> **About this exercise**
The required output is the line containing "Place a point on every instance of the black blazer" followed by each line through the end of the data below, repeated exactly and with nothing added.

(Referring expression pointing data)
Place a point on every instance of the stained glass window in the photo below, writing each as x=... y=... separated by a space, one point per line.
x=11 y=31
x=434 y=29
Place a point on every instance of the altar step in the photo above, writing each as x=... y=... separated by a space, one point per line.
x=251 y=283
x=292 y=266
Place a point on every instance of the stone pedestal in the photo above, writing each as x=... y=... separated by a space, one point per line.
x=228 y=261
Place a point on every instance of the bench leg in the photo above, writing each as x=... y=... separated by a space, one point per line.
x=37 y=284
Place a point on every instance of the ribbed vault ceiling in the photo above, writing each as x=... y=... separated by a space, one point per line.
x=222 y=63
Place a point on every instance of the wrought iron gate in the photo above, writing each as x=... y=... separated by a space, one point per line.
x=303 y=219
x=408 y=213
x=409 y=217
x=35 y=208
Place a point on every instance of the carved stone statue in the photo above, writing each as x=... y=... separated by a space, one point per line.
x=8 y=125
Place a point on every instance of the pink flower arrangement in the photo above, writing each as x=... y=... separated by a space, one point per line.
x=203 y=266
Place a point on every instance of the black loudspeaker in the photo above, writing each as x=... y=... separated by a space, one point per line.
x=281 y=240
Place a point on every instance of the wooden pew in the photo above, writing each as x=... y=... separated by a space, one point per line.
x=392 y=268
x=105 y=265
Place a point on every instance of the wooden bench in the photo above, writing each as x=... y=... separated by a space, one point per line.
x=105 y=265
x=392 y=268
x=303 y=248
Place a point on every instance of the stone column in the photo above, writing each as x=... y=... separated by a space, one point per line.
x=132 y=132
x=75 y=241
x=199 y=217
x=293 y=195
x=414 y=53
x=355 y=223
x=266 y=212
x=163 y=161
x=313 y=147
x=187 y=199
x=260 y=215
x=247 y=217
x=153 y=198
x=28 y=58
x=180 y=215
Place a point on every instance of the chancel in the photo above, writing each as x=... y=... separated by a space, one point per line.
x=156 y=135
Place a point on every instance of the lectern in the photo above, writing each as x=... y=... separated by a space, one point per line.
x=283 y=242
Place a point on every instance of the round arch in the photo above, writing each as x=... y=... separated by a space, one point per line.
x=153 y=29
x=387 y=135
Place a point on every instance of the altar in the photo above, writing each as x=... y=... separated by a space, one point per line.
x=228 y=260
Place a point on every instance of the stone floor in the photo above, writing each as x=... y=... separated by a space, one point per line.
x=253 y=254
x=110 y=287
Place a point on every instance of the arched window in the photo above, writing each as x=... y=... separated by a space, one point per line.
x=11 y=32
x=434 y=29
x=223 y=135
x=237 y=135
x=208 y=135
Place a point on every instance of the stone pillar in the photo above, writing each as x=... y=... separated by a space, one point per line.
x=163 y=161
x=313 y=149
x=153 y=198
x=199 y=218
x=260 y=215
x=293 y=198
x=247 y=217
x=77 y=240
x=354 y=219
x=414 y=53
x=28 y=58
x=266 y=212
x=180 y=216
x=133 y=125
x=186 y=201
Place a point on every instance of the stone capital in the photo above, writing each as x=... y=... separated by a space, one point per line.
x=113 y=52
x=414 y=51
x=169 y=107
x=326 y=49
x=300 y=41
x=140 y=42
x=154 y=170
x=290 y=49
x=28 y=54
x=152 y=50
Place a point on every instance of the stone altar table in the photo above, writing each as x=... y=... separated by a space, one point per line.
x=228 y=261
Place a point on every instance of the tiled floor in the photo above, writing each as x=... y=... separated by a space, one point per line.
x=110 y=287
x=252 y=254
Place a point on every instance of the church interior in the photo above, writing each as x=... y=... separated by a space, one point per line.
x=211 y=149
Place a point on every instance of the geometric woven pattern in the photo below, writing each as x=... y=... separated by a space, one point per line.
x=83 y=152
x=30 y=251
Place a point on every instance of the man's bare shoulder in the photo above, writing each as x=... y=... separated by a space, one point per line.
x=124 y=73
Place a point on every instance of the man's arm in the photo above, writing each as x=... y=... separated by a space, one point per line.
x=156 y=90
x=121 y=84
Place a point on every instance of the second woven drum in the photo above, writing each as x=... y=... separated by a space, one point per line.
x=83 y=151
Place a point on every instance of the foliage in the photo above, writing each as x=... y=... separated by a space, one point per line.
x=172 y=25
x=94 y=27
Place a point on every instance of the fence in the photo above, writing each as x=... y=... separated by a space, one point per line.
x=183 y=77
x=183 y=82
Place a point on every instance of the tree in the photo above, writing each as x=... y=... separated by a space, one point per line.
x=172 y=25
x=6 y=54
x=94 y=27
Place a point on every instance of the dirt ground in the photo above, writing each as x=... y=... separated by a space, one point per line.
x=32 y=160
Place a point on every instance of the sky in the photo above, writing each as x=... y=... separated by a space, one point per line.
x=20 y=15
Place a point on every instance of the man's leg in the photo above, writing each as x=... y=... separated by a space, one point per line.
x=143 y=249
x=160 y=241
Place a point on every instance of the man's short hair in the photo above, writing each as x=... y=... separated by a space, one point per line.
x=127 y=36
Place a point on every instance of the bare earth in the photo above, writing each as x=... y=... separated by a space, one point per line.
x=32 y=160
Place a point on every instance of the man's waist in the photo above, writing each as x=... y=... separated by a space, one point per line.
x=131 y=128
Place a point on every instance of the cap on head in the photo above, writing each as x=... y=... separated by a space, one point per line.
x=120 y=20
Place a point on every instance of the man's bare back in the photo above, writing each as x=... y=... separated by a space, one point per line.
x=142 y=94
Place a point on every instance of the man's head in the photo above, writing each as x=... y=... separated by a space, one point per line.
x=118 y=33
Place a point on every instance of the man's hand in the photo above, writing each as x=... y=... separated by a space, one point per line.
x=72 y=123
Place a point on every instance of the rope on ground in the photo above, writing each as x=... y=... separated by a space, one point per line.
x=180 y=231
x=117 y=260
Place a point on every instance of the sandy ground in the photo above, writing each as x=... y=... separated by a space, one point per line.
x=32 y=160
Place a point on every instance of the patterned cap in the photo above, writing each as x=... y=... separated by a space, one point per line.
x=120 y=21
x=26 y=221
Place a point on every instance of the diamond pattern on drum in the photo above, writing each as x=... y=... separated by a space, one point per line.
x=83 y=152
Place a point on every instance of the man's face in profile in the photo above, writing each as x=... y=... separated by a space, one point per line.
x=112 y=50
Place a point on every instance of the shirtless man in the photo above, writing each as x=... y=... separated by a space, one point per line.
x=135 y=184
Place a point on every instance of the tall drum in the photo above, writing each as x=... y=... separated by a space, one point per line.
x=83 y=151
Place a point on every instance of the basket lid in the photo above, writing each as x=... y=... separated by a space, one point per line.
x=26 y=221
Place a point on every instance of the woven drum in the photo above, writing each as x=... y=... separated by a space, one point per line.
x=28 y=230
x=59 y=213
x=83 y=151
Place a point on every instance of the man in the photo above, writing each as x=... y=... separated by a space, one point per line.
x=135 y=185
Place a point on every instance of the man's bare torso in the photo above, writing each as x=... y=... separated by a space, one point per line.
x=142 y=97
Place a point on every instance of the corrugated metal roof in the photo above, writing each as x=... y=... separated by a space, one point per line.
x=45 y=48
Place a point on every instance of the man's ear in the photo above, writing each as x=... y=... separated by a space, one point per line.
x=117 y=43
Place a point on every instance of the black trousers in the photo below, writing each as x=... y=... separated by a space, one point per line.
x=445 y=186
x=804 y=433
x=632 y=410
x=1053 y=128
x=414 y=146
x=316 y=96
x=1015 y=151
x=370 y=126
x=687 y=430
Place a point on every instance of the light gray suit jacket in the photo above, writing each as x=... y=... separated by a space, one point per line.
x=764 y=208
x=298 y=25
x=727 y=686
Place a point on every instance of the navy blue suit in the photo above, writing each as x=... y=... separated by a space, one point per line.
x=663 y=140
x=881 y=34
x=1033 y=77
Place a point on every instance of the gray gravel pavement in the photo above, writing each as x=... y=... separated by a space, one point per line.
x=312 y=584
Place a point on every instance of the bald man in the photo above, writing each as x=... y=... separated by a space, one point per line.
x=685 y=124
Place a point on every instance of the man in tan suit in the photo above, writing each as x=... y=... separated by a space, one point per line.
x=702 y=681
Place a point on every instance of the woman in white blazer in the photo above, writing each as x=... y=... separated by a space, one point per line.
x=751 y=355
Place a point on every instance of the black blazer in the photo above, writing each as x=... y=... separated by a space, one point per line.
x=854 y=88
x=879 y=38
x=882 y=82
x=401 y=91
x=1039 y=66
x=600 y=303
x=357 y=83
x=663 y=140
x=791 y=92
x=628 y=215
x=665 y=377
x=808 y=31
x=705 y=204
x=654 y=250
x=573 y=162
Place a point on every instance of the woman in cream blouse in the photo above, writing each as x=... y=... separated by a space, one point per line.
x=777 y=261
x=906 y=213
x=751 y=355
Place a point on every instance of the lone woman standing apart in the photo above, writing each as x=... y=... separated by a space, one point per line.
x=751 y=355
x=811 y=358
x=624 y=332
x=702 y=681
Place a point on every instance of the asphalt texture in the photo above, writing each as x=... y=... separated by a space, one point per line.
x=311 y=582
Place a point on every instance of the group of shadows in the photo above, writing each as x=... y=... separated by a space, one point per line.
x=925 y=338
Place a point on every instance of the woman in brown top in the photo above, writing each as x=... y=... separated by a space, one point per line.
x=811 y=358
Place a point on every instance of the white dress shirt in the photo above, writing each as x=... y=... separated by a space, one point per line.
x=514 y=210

> **Solution for this exercise**
Place a point on every instance of the black blazer in the photo above, writing each as x=... y=... separated by a space, one point per line.
x=854 y=88
x=879 y=38
x=882 y=82
x=401 y=91
x=1039 y=66
x=600 y=303
x=357 y=83
x=663 y=140
x=791 y=92
x=628 y=215
x=665 y=377
x=808 y=31
x=705 y=204
x=654 y=250
x=573 y=162
Place a point on every instance of the woman in cream blouse in the photo above, writing each as x=... y=... separated by a space, one point per line.
x=777 y=261
x=906 y=213
x=751 y=355
Place a point on every instance of the lone woman standing apart in the photo above, writing each as x=... y=... separated by a space, one point per line.
x=751 y=355
x=811 y=358
x=624 y=332
x=702 y=681
Place a point on every instance of the asphalt texture in the photo above, writing each as x=... y=... separated by a space, one point per line.
x=311 y=582
Place a point on every instance of the group of shadows in the photo above, writing each as x=... y=... separated by a space, one point per line.
x=925 y=338
Place a point on every instance of the woman in brown top in the photo above, writing each as x=... y=... separated by a space, one point per line.
x=811 y=358
Place a point on every instance of the white dress shirt in the photo above, writing each as x=... y=... separated by a space, one point per line.
x=514 y=210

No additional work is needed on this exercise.